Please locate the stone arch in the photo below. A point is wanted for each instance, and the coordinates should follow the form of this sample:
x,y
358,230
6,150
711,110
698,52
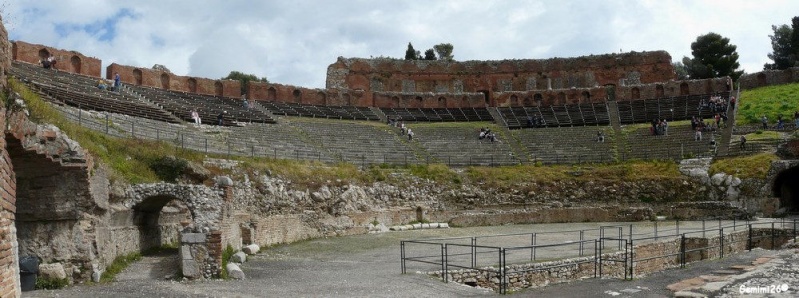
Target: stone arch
x,y
165,81
539,99
219,89
137,77
75,63
192,84
684,90
659,92
159,220
43,53
347,98
527,101
297,95
561,99
204,203
786,188
321,98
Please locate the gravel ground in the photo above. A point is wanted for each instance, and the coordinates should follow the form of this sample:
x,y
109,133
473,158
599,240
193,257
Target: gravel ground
x,y
369,266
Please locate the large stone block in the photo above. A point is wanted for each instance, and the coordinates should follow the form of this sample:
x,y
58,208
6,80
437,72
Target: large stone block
x,y
239,257
52,271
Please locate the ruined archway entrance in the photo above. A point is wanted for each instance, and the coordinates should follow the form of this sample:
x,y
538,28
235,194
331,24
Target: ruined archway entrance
x,y
159,220
52,203
786,187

----

▶ _Action item_
Produce an exact copy of the lines from the one containing "Please locate the large" through the final line of the data, both ends included, and only those.

▶ _Exercise response_
Please locate the large stone block in the photo above. A point is wanted for each instance, and the coordinates should follow the form of this sample:
x,y
58,208
6,80
437,72
Target: large stone block
x,y
239,257
52,271
Please locate the ruined archway entrance in the photo above. A point is wanted for each instance, and the coordinates should follow the form of this sample:
x,y
538,28
235,194
331,24
Target: ruined archway entrance
x,y
159,220
52,203
786,187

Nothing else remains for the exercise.